DOCUMENT:
Pyeongwon of Goguryeo (ruled 559–590) the 25th ruler of Goguryeo, the northernmost of the Three Kingdoms of Korea. Pyeongwon was also known as 'Pyeonggangsanghowang'. His birth name was Yangseong (though the Suishu and Tangshu have him as Tang).

Reign
The years of Pyeongwon's rule are generally agreed upon by historians, but his year of birth has not been established with any degree of certainty. It is known that he was the eldest son of Yangwon of Goguryeo and became crown prince in 557, two years before assuming full power. He is said to have been courageous, and skilled in horseriding and archery.

By this time, royal power had been significantly eroded by the aristocracy. Concerned for the people, he encouraged agricultural and sericultural developments and reduced the royal cuisine.

DATA:
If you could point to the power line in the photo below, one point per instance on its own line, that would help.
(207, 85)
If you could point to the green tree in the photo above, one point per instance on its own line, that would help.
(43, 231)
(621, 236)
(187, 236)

WHAT TO DO:
(1) Rewrite the rows from the line with "If you could point to the green" through the last row, putting "oak tree" in place of "green tree" and leaving everything else as it is.
(2) Continue the account of Pyeongwon of Goguryeo from the point where it ends.

WRITTEN ANSWERS:
(1)
If you could point to the oak tree in the photo above, one point per instance on its own line, that would help.
(43, 231)
(621, 236)
(187, 236)

(2)
He maintained tense but relatively peaceful relations with the Göktürks and the various Chinese dynasties, briefly battling the Northern Zhou at the Liaodong Peninsula in 577. He frequently sent tributes to the Chen Dynasty, Northern Qi, Northern Zhou and Sui Dynasty. As the Sui Dynasty united China, King Pyeongwon prepared for the impending war. 

The southern border with the other two Korean kingdoms was relatively peaceful as the Silla-Baekje alliance fell apart. In 586, he moved the capital to Jangan fortress.

In 590(32nd year of regin), the king received the news that the state of Chen had fallen and was greatly alarmed. For defense purposes he ordered troops into training and the augmentation of military provisions.

The rule of Pyeongwon came to an end in 590, which is the year of his death according to Samguk Sagi, but there is no specific documentation to confirm the circumstances. 

He was given the posthumous royal title of King Pyeongwon.

Family
Father: King Yangwon (양원왕, 陽原王)
Grandfather: King Anwon (안원왕, 安原王)
Grandmother: Middle Lady (중부인, 中夫人)
Unknown wife
Daughter: Princess Pyeonggang (평강공주, 平岡公主) – married On Dal (온달, 溫達).
1st son: Prince Won (원, 元)
2nd son: Prince Geonmu (건무, 建武)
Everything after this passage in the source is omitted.